_EXERCISE AIM_. Arrange the data below as a numbered list, leaving out the blank lines.
------------------------------
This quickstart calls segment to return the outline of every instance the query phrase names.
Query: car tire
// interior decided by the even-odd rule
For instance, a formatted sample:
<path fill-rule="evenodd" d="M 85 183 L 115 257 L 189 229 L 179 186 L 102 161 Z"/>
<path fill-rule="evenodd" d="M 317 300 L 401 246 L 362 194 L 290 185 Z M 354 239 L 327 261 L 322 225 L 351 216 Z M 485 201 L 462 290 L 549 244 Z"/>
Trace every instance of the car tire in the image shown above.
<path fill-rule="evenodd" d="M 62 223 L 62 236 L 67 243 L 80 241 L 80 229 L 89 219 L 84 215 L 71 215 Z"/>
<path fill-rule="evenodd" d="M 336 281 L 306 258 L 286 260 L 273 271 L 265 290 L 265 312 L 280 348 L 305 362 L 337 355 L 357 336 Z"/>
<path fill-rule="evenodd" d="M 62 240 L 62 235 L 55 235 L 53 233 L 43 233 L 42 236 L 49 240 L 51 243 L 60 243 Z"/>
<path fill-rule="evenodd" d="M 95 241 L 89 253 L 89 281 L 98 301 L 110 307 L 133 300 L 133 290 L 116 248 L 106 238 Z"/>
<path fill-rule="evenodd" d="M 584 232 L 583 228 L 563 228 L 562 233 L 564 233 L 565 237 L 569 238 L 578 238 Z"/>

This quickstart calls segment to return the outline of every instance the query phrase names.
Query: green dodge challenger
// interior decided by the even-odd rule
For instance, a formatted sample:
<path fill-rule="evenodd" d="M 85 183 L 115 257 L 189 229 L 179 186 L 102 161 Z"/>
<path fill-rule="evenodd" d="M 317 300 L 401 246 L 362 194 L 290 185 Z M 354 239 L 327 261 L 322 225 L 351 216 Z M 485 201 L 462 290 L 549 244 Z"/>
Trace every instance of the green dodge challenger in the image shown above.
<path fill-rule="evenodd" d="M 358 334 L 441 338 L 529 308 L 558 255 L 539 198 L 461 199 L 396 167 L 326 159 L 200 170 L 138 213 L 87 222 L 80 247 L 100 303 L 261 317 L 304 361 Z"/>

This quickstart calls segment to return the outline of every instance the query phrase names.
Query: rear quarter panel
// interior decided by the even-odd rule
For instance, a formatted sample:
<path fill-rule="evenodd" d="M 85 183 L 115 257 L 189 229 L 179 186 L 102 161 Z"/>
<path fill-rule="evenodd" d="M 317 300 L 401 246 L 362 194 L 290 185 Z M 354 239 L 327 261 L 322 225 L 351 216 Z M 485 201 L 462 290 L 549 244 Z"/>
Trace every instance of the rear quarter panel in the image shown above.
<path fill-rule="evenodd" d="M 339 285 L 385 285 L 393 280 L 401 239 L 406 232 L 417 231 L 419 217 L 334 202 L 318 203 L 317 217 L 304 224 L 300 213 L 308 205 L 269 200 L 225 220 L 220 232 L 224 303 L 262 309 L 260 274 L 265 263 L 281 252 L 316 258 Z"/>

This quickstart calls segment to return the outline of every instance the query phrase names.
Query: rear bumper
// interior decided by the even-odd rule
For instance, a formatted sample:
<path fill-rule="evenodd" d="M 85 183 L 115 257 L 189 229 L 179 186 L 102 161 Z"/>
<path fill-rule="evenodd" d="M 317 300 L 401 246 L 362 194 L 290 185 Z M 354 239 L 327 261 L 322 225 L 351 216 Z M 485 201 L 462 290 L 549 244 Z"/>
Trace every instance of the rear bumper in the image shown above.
------------------------------
_RESULT OF THIS EXERCISE_.
1. This quickstart calls segment to return the outline of every instance the query phrase names.
2. Query: car tire
3. // interior decided by the even-odd rule
4. For instance, a formatted sample:
5. <path fill-rule="evenodd" d="M 85 183 L 115 257 L 189 229 L 179 186 L 102 161 Z"/>
6. <path fill-rule="evenodd" d="M 317 300 L 401 246 L 362 194 L 290 185 Z M 354 239 L 327 261 L 322 225 L 351 216 Z M 485 201 L 462 290 L 549 244 Z"/>
7. Trace every instance of the car tire in the image shown above.
8. <path fill-rule="evenodd" d="M 62 223 L 62 236 L 67 243 L 80 241 L 80 229 L 89 219 L 84 215 L 71 215 Z"/>
9. <path fill-rule="evenodd" d="M 336 281 L 306 258 L 286 260 L 273 271 L 265 290 L 265 312 L 280 348 L 305 362 L 337 355 L 357 336 Z"/>
10. <path fill-rule="evenodd" d="M 62 240 L 62 235 L 55 235 L 53 233 L 43 233 L 42 236 L 49 240 L 51 243 L 60 243 Z"/>
11. <path fill-rule="evenodd" d="M 95 241 L 89 253 L 89 281 L 98 301 L 110 307 L 133 300 L 133 290 L 116 248 L 106 238 Z"/>
12. <path fill-rule="evenodd" d="M 584 232 L 583 228 L 563 228 L 562 233 L 564 233 L 565 237 L 569 238 L 578 238 Z"/>
13. This quickstart calls segment to return the outline of every instance the query phrase names.
14. Query: green dodge challenger
15. // interior decided by the even-odd rule
16. For instance, a formatted sample:
17. <path fill-rule="evenodd" d="M 85 183 L 115 257 L 189 229 L 179 186 L 102 161 Z"/>
18. <path fill-rule="evenodd" d="M 317 300 L 401 246 L 362 194 L 290 185 Z M 354 239 L 327 261 L 322 225 L 351 216 Z M 485 201 L 462 290 L 549 244 Z"/>
19. Trace every instance of the green dodge challenger in the image shown above.
20. <path fill-rule="evenodd" d="M 358 334 L 441 338 L 529 308 L 558 255 L 539 198 L 461 199 L 396 167 L 326 159 L 200 170 L 138 213 L 87 222 L 80 247 L 100 303 L 261 317 L 304 361 Z"/>
21. This quickstart calls segment to return the outline of every instance the query phrase names.
22. Query: rear quarter panel
23. // interior decided by the even-odd rule
24. For instance, a formatted sample:
25. <path fill-rule="evenodd" d="M 85 183 L 115 257 L 189 229 L 179 186 L 102 161 Z"/>
26. <path fill-rule="evenodd" d="M 317 300 L 401 246 L 362 194 L 290 185 Z M 354 239 L 327 261 L 322 225 L 351 216 Z M 485 201 L 462 290 L 549 244 Z"/>
27. Trace every instance of the rear quarter panel in the image shown above.
28. <path fill-rule="evenodd" d="M 339 285 L 385 285 L 393 280 L 401 239 L 406 232 L 417 231 L 419 217 L 334 202 L 318 203 L 317 217 L 304 224 L 300 213 L 308 205 L 269 200 L 225 220 L 220 232 L 224 303 L 262 309 L 260 274 L 265 263 L 281 252 L 316 258 Z"/>
29. This quickstart calls segment to return the outline of every instance the query phrase names.
30. Query: rear bumper
31. // interior decided by the even-odd rule
32. For instance, a formatted sample:
33. <path fill-rule="evenodd" d="M 85 183 L 115 257 L 189 229 L 179 186 L 102 161 Z"/>
34. <path fill-rule="evenodd" d="M 317 300 L 401 246 L 362 194 L 290 185 Z M 354 239 L 327 261 L 322 225 L 351 216 Z M 485 201 L 462 290 L 549 244 Z"/>
35. Trace every instance of the rear bumper in the image shown above.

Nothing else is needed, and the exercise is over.